> _Requirement 1_
Decide whether each statement agrees with the essay on "living my truth." Answer yes or no for each, and quote the words from the essay that settle it. (a) The essay says the phrase came from nowhere. (b) The essay treats "my perspective is valid" and "my perspective is complete" as very different claims. (c) The essay calls the instinct behind the phrase sound.
> _Requirement 2_
Carry on the essay on "living my truth" from its last sentence, keeping its voice and line of argument.

> _Exercise text_
○ ○ ○ ○ ○ ○ ○
February 2, 2026
There's a moment most of us have had — usually in the middle of some argument, or after a long drive home replaying a conversation in our heads — where we were absolutely certain we were right. Not probably right. Certain. The story made perfect sense. The offense was real. The frustration was completely justified.
And then something shifted. A new piece of information showed up. Someone said something we hadn't considered. And the whole architecture of what we were so sure about started to creak.
Living my truth is one of those phrases that carries real weight. There's something in it that's genuinely important — the idea that your experience is valid, that your voice matters, that you don't have to let someone else rewrite your story. But there's also something in it that, if you follow it all the way down, becomes a problem. Because sometimes — more often than we'd like to admit — our truth isn't actually true.
The phrase didn't come from nowhere. It surfaced in a cultural moment when people who had been gaslit, dismissed, or silenced were finally reclaiming the right to say: I heard what I heard. I saw what I saw. My experience is real. And that instinct is sound. If someone in power has ever told you "that's not how it happened" when you know very well that it is, there's something important being defended in the phrase "my truth."
The problem shows up when that relational insight gets stretched into a philosophical claim — when "my perspective is valid" becomes "my perspective is complete." Those are very different things.
○ ○ ○ ○ ○ ○ ○
> _Given records_
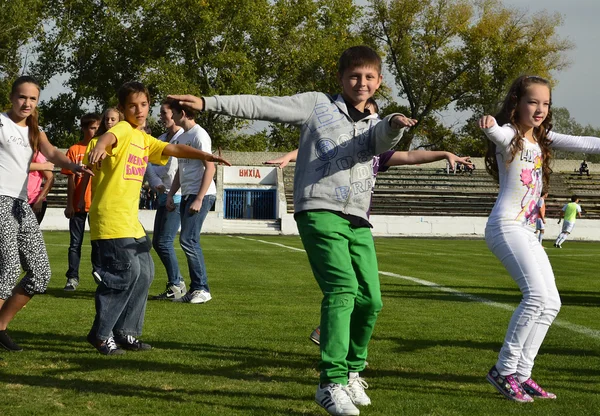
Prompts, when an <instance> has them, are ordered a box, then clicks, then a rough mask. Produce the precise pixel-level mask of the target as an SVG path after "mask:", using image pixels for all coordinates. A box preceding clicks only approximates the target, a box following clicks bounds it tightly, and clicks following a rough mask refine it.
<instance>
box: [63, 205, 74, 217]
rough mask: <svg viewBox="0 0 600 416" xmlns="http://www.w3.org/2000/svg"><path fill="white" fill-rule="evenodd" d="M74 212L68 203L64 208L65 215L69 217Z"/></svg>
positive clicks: (71, 207)
mask: <svg viewBox="0 0 600 416" xmlns="http://www.w3.org/2000/svg"><path fill="white" fill-rule="evenodd" d="M74 213H75V211H74V210H73V206H72V205H70V204H69V206H68V207H66V208H65V217H66V218H69V219H71V217H72V216H73V214H74Z"/></svg>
○ ○ ○ ○ ○ ○ ○
> _Response area 1_
(a) No: "The phrase didn't come from nowhere."
(b) Yes: "when "my perspective is valid" becomes "my perspective is complete." Those are very different things."
(c) Yes: "And that instinct is sound."

> _Response area 2_
Your feelings are real. Your experience is real. The pain you carry from a relationship that broke, a trust that was violated, a story that didn't go the way you expected — all of that is real. But real isn't the same as accurate. And felt isn't the same as final.
Here's one way to feel this: if you've ever been in the middle of a conflict where you were completely sure you understood what was happening, only to find out later that you'd missed something crucial — you already know your perspective has limits. That's not a character flaw. It's just what it means to be a person. You can only see what you can see from where you're standing. And where you're standing isn't everywhere.
The algorithm problem makes this worse. Your social media feed, your news sources, your search results — they're all tuned to show you more of what you already believe. So you approach a conversation or a conflict or a news event and your gut reaction feels obvious, even inevitable. But it was shaped. The echo chamber confirms the story you were already telling yourself. And the neighbor across the street, living inside a completely different algorithm, sees the same situation and arrives somewhere entirely different. Both of you feel like you're just living your truth.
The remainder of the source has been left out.